Science

Flesh-eating ulcer spreads to new regions, prompting Victoria health alert


The spread to a new geographic area of Victoria of a severe tissue-destroying ulcer once rare in Australia has caused health authorities to issue a state-wide health alert to doctors.

The Buruli ulcer occurs in very specific areas of Victoria and Queensland, and those who don’t enter an endemic area don’t get the disease. In Victoria, transmission of the disease has until now been confined to the Bellarine and Mornington peninsulas.

But on Thursday Victoria’s chief health officer Dr Brett Sutton issued an alert saying Aireys Inlet, a coastal town along the Great Ocean Road, and the Geelong suburb of Belmont, had been newly identified as transmission areas.

In the health advisory, Sutton urged doctors across the state to be aware of the warning signs of the disease and said laboratory testing for Buruli ulcer was now free for patients, although a handling fee may be charged by private pathology companies.

There can be a delay of several months between infection and symptoms, and given the coastal towns were popular tourist destinations people were often far away from the transmission site by the time of diagnosis.

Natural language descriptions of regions

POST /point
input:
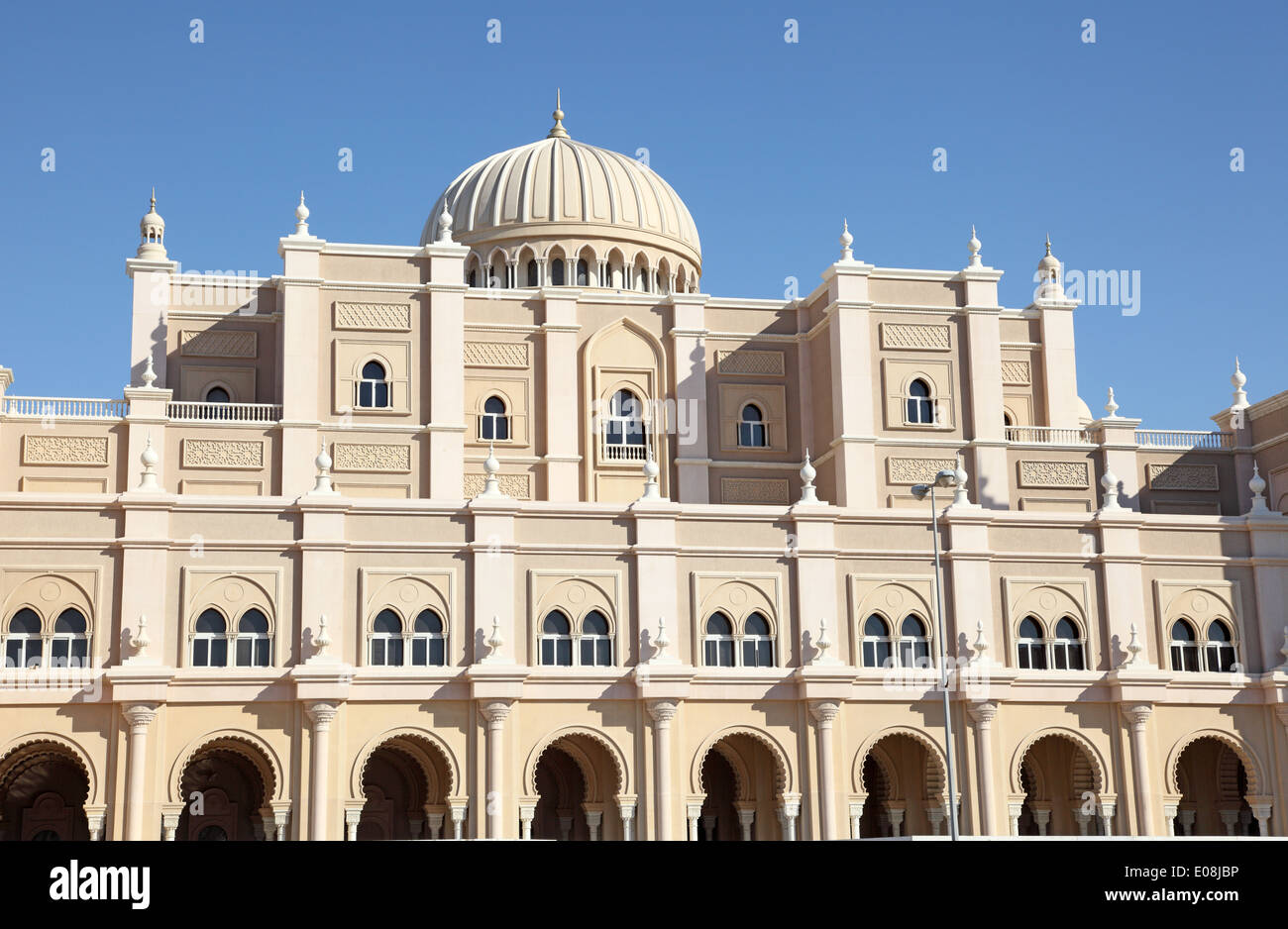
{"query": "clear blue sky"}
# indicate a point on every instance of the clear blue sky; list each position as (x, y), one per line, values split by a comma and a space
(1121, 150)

==

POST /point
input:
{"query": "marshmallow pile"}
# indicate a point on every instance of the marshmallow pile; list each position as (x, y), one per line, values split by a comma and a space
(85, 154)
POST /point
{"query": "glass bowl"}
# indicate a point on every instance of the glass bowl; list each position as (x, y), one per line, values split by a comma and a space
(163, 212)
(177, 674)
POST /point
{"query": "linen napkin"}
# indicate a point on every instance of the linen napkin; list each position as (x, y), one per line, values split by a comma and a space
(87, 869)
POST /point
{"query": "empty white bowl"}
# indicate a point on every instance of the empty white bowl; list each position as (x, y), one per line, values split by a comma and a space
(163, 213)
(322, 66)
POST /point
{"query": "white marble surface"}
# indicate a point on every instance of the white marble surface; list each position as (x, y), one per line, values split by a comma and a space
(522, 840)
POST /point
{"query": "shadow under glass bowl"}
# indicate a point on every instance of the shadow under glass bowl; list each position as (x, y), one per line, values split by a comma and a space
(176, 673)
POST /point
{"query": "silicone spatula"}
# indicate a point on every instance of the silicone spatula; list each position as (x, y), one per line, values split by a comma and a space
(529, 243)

> _BRIEF 1_
Answer these questions using the Buruli ulcer article, one answer per line.
(a) Until now, where in Victoria was transmission of the disease confined?
(b) Which two places were newly identified as transmission areas?
(c) What may private pathology companies still charge for laboratory testing?
> _BRIEF 2_
Write the next few sentences of the Buruli ulcer article, starting after its final sentence.

> _REPLY 1_
(a) The Bellarine and Mornington peninsulas
(b) Aireys Inlet and the Geelong suburb of Belmont
(c) A handling fee

> _REPLY 2_
Though risk of transmission is low due to the confined areas where the ulcer occurs, the spread is nonetheless a cause for concern since it can be difficult to detect and treat. Despite being recognised in Victoria since 1948, efforts to control the disease have been severely hampered because the mode of transmission to humans is unknown.

The first sign of infection is usually a painless lump on the skin often dismissed as an insect bite. The slow-moving infection then burrows into a layer of fat located between the skin and the lining that covers muscles. It is in this fatty layer that the infection takes hold, spreading sideways and through the body, destroying tissue along the way, before eventually erupting back through the skin in the form of an ulcer. Those with the infection often have no idea the infection has taken hold until the ulcer appears. But when the ulcer does erupt, the pain can be extreme.

Anyone is susceptible. While the infection responds to a roughly eight-week course of antibiotics, in rare cases surgery to remove skin or even amputation is needed, making early detection critical.

“There have been a total 240 cases notified so far in 2019,” Sutton said.

There is growing evidence that mosquitoes play an important role in transmitting the infection though it’s not yet known exactly how infections occur or where in the environment the bacteria prefer to live. It is not thought to be spread person to person.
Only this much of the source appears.